DIRECTIONS = Collect all lines containing the word "jacket" from the data.

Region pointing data
*** Block opens ***

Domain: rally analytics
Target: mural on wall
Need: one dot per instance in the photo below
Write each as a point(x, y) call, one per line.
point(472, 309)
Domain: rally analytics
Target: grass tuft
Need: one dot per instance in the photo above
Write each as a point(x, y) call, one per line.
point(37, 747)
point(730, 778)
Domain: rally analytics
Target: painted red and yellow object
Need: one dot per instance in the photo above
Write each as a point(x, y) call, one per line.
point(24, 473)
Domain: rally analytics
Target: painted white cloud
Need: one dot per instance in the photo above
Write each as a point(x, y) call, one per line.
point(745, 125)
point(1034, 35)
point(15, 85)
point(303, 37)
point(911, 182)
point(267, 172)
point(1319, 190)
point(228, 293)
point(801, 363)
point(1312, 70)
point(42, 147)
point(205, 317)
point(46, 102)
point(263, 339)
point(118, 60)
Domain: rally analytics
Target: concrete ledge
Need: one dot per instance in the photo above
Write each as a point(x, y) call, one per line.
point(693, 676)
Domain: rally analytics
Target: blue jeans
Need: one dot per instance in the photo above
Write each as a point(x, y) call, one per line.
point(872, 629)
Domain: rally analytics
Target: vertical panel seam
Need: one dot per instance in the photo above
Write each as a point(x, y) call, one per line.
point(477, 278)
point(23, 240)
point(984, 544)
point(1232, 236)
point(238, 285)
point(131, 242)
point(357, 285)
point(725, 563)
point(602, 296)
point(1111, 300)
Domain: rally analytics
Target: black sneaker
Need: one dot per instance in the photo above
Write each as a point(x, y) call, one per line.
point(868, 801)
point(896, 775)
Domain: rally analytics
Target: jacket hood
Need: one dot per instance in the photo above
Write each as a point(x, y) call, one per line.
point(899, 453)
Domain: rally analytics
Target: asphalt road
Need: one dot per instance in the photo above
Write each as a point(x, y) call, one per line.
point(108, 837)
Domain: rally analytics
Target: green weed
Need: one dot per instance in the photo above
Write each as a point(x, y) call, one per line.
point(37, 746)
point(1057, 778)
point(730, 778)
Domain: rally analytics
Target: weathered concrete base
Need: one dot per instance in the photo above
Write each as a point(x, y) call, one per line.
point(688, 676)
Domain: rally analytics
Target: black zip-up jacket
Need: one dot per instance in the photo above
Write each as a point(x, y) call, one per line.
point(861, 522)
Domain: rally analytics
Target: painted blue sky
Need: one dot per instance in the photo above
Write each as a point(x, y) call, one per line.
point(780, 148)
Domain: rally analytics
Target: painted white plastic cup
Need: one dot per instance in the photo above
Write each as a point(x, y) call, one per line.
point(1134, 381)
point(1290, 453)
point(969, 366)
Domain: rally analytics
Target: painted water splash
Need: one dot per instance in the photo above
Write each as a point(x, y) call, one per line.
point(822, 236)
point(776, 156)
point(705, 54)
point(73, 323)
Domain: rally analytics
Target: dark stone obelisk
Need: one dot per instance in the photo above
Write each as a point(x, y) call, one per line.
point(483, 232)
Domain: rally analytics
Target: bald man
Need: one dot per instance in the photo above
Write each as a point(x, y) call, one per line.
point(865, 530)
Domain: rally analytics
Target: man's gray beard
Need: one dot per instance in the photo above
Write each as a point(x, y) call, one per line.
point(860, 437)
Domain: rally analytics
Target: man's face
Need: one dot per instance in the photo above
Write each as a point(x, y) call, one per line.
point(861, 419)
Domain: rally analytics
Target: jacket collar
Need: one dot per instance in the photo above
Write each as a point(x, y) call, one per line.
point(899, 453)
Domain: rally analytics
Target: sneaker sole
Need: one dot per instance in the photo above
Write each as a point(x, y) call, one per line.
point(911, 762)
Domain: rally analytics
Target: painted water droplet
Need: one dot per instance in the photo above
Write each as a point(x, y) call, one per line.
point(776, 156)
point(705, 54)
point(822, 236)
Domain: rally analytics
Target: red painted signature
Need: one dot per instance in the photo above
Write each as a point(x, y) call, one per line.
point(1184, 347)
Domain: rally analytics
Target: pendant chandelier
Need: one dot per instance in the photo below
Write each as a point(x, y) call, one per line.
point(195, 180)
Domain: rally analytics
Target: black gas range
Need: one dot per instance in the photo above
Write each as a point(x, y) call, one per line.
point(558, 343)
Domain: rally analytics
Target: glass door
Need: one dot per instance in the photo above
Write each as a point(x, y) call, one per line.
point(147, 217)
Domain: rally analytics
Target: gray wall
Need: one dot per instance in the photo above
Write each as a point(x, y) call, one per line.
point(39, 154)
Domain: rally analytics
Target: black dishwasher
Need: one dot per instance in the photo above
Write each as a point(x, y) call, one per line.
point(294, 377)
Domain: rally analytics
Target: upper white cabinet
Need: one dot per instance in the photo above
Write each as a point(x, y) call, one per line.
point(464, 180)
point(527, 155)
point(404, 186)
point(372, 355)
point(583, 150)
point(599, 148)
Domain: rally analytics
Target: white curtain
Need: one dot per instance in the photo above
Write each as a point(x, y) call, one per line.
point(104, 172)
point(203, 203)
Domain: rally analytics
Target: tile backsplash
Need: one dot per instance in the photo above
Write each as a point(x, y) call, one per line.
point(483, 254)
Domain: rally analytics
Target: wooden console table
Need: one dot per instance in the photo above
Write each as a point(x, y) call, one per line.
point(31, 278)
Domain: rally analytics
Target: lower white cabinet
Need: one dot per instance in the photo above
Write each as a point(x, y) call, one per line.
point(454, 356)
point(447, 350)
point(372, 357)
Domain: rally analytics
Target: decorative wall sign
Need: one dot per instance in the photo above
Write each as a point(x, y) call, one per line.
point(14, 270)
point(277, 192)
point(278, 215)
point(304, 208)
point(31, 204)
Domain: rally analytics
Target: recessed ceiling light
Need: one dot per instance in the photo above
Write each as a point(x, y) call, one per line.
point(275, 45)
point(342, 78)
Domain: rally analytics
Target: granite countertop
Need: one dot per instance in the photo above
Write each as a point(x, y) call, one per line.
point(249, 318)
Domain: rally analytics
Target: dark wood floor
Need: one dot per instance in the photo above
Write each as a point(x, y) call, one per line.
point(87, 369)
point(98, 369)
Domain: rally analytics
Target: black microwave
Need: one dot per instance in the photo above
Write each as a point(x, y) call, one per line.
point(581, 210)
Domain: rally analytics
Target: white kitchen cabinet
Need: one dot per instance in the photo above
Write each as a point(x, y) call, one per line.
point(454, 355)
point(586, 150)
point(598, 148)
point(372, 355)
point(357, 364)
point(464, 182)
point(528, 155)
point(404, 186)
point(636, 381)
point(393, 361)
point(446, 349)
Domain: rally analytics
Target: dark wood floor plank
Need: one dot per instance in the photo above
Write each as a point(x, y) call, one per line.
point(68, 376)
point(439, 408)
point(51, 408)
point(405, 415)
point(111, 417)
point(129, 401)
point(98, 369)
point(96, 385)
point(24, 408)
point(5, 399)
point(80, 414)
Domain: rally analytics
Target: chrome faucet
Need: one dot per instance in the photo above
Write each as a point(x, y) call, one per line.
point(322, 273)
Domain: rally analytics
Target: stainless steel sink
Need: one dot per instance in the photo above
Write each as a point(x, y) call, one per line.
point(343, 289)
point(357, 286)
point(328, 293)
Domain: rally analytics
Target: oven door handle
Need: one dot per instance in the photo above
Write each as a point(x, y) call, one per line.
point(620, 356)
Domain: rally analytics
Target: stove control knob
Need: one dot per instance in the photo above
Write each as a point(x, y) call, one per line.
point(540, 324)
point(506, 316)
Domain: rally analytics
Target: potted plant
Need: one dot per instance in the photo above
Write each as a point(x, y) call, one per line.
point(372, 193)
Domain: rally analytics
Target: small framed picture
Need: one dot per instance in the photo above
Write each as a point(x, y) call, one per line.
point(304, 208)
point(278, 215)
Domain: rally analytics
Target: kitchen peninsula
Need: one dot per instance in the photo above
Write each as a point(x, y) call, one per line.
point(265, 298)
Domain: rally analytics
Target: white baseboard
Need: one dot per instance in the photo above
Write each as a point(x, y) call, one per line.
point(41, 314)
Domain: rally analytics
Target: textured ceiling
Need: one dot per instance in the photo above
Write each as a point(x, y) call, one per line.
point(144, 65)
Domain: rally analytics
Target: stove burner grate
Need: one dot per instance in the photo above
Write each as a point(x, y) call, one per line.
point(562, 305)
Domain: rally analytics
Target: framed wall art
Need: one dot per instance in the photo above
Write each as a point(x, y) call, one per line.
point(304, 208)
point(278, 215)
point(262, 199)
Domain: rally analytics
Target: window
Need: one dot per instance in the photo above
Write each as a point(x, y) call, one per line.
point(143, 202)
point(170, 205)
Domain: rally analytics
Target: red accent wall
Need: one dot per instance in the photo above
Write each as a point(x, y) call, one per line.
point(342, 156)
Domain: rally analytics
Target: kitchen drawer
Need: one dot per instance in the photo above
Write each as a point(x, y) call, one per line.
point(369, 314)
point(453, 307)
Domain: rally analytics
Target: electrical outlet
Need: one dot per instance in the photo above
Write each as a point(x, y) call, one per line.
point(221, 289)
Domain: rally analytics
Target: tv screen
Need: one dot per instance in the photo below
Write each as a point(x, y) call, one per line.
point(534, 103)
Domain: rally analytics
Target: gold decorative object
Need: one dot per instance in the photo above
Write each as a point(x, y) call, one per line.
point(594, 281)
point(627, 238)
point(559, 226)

*** Block closes ***

SOLUTION =
Target: jacket hood
Target: black zip-up jacket
Target: jacket collar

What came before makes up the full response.